##### EXCERPTED DATA #####

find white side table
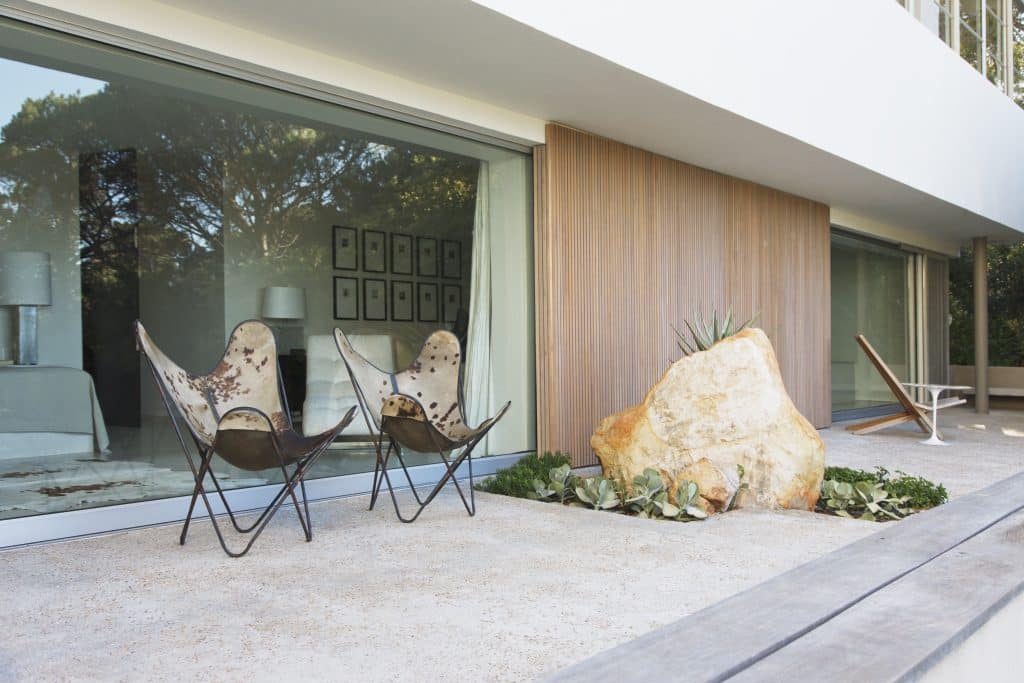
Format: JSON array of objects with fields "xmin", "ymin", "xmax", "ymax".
[{"xmin": 902, "ymin": 382, "xmax": 971, "ymax": 446}]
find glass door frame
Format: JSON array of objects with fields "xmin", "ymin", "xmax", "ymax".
[
  {"xmin": 830, "ymin": 228, "xmax": 931, "ymax": 422},
  {"xmin": 0, "ymin": 13, "xmax": 536, "ymax": 548}
]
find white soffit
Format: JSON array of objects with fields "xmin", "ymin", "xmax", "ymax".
[{"xmin": 15, "ymin": 0, "xmax": 1024, "ymax": 244}]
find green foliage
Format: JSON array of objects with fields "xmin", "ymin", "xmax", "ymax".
[
  {"xmin": 624, "ymin": 468, "xmax": 683, "ymax": 519},
  {"xmin": 725, "ymin": 464, "xmax": 750, "ymax": 512},
  {"xmin": 476, "ymin": 452, "xmax": 572, "ymax": 499},
  {"xmin": 674, "ymin": 307, "xmax": 759, "ymax": 356},
  {"xmin": 674, "ymin": 479, "xmax": 708, "ymax": 520},
  {"xmin": 822, "ymin": 466, "xmax": 877, "ymax": 485},
  {"xmin": 481, "ymin": 457, "xmax": 718, "ymax": 524},
  {"xmin": 950, "ymin": 242, "xmax": 1024, "ymax": 367},
  {"xmin": 818, "ymin": 466, "xmax": 946, "ymax": 521},
  {"xmin": 875, "ymin": 467, "xmax": 948, "ymax": 511},
  {"xmin": 575, "ymin": 477, "xmax": 621, "ymax": 510},
  {"xmin": 527, "ymin": 463, "xmax": 577, "ymax": 504},
  {"xmin": 820, "ymin": 480, "xmax": 909, "ymax": 522}
]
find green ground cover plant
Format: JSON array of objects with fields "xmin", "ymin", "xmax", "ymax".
[
  {"xmin": 477, "ymin": 453, "xmax": 751, "ymax": 523},
  {"xmin": 818, "ymin": 465, "xmax": 947, "ymax": 522},
  {"xmin": 475, "ymin": 451, "xmax": 571, "ymax": 499}
]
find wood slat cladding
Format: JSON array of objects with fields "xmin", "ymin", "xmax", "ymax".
[{"xmin": 534, "ymin": 124, "xmax": 831, "ymax": 467}]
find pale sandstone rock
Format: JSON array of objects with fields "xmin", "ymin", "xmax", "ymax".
[
  {"xmin": 670, "ymin": 458, "xmax": 737, "ymax": 512},
  {"xmin": 590, "ymin": 328, "xmax": 824, "ymax": 512}
]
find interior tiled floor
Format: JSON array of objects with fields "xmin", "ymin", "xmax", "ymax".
[{"xmin": 0, "ymin": 417, "xmax": 439, "ymax": 519}]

#####

▶ [ACTIVITY]:
Copy down every line of the material above that includes the string "green".

▶ [YOUR SOLUTION]:
find green foliage
find green ground cover plant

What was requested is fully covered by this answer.